Put the material, from its start through the line with "[282,65,372,80]", into a two-column CSV with the headers request_text and answer, one row per item. Give each item's text and its answer in its own quoted field, with line breaks turned into spaces.

##########

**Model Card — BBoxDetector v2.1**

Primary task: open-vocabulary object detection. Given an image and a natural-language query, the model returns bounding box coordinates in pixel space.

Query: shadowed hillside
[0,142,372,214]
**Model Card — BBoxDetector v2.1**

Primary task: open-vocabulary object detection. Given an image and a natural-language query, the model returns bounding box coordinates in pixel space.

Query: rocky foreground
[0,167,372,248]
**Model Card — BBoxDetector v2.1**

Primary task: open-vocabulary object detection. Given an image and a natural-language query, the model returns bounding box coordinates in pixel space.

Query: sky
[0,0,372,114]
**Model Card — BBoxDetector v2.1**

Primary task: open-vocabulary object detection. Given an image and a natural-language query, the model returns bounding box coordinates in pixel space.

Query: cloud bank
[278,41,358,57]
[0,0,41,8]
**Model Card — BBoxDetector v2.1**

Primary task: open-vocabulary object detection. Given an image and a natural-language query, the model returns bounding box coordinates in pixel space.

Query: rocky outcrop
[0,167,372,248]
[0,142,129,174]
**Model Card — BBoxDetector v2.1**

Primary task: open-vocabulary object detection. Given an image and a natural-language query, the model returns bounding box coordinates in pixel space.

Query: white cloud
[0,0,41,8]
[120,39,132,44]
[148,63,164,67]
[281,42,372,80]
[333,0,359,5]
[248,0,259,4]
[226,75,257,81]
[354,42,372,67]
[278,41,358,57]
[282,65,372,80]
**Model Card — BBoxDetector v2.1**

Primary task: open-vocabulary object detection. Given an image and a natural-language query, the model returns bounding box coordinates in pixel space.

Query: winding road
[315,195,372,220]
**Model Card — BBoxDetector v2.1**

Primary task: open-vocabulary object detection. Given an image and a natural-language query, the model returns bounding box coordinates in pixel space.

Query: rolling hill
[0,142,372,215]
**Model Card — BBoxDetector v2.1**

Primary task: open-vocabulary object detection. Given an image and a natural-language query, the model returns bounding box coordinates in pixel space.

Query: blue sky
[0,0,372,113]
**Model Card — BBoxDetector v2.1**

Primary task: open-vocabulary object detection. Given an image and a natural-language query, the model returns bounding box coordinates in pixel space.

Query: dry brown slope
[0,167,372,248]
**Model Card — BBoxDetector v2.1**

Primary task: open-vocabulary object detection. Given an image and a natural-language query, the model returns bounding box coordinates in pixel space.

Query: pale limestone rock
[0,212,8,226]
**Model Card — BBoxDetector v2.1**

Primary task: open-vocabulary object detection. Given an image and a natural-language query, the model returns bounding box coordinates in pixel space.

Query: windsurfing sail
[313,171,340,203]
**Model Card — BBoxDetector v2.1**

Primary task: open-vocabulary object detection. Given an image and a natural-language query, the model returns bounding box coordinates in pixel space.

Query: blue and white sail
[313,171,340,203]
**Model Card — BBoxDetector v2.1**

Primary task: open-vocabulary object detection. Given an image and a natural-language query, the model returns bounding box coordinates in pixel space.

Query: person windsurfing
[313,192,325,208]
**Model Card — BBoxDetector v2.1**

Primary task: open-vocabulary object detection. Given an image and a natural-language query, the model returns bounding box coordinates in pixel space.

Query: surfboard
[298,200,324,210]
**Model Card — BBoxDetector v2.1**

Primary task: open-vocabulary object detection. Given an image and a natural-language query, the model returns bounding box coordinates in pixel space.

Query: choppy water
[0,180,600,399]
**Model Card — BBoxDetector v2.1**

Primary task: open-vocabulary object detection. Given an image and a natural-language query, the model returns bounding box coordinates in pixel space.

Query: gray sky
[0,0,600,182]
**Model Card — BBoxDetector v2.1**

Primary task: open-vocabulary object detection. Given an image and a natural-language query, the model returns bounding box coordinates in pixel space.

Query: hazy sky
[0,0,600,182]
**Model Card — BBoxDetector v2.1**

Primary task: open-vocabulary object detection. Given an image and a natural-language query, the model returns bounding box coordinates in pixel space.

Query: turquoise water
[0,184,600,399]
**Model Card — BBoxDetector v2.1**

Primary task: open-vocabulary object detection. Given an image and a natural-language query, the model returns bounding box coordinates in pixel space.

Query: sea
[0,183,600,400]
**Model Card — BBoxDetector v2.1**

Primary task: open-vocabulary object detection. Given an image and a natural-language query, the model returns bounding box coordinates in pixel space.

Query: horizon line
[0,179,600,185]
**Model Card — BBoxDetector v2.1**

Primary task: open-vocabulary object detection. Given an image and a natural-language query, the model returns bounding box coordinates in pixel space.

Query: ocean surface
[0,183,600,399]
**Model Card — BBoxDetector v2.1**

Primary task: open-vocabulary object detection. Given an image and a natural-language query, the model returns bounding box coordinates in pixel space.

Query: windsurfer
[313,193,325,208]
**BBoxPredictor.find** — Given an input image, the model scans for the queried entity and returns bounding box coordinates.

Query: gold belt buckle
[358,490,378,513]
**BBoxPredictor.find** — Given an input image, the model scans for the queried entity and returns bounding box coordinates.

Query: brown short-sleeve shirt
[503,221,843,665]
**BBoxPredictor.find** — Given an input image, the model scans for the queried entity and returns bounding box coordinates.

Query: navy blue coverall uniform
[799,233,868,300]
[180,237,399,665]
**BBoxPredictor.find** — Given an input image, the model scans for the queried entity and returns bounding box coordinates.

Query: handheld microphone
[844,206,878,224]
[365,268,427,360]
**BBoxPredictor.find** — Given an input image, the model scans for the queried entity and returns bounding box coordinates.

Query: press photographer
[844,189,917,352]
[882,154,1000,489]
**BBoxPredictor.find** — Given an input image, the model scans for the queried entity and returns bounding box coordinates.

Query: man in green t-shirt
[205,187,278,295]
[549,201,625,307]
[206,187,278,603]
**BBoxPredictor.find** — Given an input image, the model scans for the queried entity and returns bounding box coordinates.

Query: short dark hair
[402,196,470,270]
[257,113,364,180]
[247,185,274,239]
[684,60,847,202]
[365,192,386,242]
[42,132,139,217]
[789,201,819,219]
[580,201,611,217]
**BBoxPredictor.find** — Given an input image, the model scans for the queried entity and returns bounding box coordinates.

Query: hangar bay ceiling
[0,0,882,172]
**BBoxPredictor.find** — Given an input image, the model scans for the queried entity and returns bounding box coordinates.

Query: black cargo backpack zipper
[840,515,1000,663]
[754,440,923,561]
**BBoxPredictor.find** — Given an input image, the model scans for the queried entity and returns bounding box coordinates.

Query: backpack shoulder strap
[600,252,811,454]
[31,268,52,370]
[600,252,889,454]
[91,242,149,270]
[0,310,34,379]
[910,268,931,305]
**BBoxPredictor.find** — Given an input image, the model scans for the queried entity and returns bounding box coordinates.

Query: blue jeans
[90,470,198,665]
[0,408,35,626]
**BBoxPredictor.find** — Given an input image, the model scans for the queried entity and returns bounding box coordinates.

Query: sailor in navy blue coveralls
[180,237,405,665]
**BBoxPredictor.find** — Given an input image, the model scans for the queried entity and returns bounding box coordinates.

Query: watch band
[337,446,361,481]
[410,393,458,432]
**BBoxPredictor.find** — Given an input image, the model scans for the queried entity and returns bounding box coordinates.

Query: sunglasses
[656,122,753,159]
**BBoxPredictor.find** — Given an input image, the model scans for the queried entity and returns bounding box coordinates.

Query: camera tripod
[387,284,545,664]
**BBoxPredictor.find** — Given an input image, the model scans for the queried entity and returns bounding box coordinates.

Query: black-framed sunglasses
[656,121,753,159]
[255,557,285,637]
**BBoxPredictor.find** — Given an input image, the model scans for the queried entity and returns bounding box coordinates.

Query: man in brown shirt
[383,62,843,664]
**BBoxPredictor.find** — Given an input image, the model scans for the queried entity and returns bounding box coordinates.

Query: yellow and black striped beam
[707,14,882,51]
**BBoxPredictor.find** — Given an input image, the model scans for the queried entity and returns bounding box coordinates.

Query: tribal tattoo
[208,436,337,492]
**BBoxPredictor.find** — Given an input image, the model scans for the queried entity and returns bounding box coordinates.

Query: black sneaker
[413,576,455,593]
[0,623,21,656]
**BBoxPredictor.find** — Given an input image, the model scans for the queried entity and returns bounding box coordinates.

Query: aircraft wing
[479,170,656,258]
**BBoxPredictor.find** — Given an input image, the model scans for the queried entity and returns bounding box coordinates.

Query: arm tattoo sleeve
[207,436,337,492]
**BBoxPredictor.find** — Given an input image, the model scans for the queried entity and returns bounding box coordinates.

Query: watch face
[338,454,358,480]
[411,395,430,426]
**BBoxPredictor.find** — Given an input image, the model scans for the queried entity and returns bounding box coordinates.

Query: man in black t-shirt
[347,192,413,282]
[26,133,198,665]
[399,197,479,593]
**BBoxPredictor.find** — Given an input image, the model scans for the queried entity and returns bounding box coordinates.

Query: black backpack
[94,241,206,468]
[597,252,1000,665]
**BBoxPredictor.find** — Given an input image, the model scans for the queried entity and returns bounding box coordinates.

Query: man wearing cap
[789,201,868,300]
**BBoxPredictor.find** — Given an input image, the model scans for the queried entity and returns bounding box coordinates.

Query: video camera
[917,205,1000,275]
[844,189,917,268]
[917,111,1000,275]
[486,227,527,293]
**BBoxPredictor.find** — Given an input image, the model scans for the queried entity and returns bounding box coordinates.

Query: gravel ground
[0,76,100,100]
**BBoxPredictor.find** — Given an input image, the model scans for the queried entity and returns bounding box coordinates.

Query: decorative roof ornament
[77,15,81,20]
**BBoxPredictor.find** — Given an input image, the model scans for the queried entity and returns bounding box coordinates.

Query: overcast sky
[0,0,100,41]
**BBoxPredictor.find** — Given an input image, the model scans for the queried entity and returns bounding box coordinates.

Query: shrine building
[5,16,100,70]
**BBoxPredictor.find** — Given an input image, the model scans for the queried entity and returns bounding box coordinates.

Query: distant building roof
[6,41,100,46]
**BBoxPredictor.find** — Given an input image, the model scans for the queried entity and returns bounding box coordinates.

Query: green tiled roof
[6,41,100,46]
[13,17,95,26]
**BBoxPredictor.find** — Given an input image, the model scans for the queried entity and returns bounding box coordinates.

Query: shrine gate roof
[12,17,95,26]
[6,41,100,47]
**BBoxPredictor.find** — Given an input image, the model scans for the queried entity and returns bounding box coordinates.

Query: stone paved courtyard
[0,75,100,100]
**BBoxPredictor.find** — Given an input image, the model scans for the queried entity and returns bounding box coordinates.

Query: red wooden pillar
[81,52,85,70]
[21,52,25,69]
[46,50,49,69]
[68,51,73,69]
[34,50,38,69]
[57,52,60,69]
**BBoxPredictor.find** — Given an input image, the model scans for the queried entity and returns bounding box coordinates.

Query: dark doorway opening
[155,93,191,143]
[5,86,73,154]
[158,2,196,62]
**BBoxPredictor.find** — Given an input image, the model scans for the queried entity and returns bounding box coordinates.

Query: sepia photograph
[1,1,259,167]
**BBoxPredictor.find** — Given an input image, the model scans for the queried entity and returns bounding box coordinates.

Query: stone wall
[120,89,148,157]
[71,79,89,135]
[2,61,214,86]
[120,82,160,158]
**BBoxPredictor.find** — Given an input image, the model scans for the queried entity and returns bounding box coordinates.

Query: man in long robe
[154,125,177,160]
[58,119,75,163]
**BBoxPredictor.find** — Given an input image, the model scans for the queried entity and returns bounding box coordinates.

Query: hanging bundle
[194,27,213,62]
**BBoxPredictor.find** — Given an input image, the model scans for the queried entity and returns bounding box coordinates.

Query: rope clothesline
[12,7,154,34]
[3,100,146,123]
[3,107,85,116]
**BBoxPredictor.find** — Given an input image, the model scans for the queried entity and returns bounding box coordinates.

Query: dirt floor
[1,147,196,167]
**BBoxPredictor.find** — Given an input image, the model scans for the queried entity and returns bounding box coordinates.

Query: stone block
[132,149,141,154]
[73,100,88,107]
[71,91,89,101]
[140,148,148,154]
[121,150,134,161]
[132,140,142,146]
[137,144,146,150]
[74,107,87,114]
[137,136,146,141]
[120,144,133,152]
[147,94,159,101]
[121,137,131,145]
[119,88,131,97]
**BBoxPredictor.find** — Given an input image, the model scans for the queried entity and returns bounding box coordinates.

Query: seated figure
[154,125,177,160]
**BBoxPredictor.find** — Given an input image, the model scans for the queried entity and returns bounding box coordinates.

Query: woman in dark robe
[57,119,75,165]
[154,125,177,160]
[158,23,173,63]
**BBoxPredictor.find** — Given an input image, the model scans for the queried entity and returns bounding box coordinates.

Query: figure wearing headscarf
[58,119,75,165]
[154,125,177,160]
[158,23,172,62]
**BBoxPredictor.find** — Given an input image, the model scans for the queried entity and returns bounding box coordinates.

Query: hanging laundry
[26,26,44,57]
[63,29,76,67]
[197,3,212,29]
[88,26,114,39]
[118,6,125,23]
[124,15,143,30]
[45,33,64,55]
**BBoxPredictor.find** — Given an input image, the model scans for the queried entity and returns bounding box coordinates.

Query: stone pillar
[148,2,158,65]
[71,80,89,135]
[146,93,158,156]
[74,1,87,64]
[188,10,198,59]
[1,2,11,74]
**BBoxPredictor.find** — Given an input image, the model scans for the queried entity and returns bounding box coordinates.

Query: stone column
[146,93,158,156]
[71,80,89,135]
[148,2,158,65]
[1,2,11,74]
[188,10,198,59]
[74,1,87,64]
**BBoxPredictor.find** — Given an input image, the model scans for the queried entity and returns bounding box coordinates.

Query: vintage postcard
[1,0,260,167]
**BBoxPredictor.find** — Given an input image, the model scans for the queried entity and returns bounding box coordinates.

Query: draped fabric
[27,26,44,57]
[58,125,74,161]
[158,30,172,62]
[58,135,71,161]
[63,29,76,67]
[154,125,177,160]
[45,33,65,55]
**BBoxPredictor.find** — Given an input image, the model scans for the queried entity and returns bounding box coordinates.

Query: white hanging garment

##########

### Reply:
request_text,answer
"**Model Card — BBoxDetector v2.1** Primary task: open-vocabulary object detection. Given an image and a natural-language query, the model returns bounding box coordinates in pixel space. Query: shadowed hillside","[0,142,372,214]"
"**Model Card — BBoxDetector v2.1** Primary task: open-vocabulary object detection. Given an image and a natural-language query, the model returns bounding box coordinates in pixel space. Query: rocky foreground","[0,167,372,248]"
"**Model Card — BBoxDetector v2.1** Primary task: open-vocabulary object detection. Given an image and a natural-language query, the model returns bounding box coordinates in pixel space. Query: sky","[0,0,372,114]"
"**Model Card — BBoxDetector v2.1** Primary task: open-vocabulary object detection. Given an image and a natural-language query, the model returns bounding box coordinates in pixel space. Query: cloud bank","[278,41,358,57] [0,0,41,8]"
"**Model Card — BBoxDetector v2.1** Primary task: open-vocabulary object detection. Given an image and a natural-language query, the model returns bounding box coordinates in pixel space. Query: rocky outcrop","[0,167,372,248] [0,142,129,174]"
"**Model Card — BBoxDetector v2.1** Primary task: open-vocabulary object detection. Given an image and a natural-language query, the model returns bounding box coordinates in pixel space. Query: white cloud","[0,0,41,8] [120,39,132,44] [148,63,164,67] [281,42,372,80] [333,0,359,5] [248,0,259,4] [226,75,257,81] [354,42,372,67] [278,41,358,57] [282,65,372,80]"